Asked about the union effort today, a spokesman for the Philadelphia museum said by email: “The museum received a letter notifying it of the intent to file a petition and recognises the right to organise. The museum will give the letter close attention.”

Rizzo says that if the museum declines to formally recognise the union, a vote will probably be organised in June, and “we’re super-confident we’d win”.

He says the impetus for organising a union arose about a year ago when a widely publicised spreadsheet circulated online with anonymous contributors detailing salaries of employees on a variety of rungs at museums around the country. A number of employees at the Philadelphia museum participated, Rizzo notes.

“Our museum has been talking about diversity, equity and inclusion, and the spreadsheet made clear that there was a lack of equity,” Rizzo says. “We’re told that we’re not supposed to expect to get paid a lot,” given the rewards of museum work, “but you can’t eat prestige.”

The organising committee has yet to formulate any specific demands for pay and benefits, which would take shape before any contract talks, he says. “We haven’t gotten into the nitty-gritty yet.”

Rizzo also emphasises the workers’ goal of promoting greater diversity and inclusion at the museum, “where staffing tends to be largely homogeneous and pretty white.”

The employees’ organising committee notes that the American Federation of State, County and Municipal Employees is the leading organisation for representing museum professionals nationally and covers workers at the Metropolitan Museum of Art, the Brooklyn Museum and the American Museum of Natural History in New York as well as the Museum of Contemporary Art, Los Angeles.

This article had been updated with a brief statement from the Philadelphia Museum of Art.

RECORD LIST:
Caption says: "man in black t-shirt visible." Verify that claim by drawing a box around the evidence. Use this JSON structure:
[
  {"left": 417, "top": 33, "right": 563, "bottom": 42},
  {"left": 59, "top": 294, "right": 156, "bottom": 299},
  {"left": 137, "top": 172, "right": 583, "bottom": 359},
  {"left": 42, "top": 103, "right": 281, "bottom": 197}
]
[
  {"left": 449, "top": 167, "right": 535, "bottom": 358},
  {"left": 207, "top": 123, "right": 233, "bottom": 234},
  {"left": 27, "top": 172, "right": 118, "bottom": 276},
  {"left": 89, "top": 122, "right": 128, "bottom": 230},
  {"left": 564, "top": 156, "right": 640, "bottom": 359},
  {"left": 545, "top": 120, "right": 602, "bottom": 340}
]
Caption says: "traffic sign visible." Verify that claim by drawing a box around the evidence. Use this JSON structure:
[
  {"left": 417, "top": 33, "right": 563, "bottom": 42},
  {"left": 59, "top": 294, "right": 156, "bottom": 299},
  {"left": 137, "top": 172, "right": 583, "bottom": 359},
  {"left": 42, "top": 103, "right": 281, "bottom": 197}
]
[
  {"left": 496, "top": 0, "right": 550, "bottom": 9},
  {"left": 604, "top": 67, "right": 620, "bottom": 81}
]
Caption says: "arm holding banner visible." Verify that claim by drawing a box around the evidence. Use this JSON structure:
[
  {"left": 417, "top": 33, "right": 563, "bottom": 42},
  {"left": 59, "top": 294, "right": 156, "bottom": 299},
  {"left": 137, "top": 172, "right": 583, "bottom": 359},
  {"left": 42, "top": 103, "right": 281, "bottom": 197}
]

TO DO:
Do these statements agree with the museum union article above? Answer yes or no for each, and quote the words from the article that decide it.
1. The organizing committee has already drawn up specific demands for pay and benefits.
2. The push to form a union began about a year ago, when a salary spreadsheet circulated online.
3. The museum's spokesman said the museum recognizes the right to organize.

SOLUTION FOR THIS PROBLEM:
1. No: "The organising committee has yet to formulate any specific demands for pay and benefits"
2. Yes: "the impetus for organising a union arose about a year ago when a widely publicised spreadsheet circulated online"
3. Yes: "recognises the right to organise"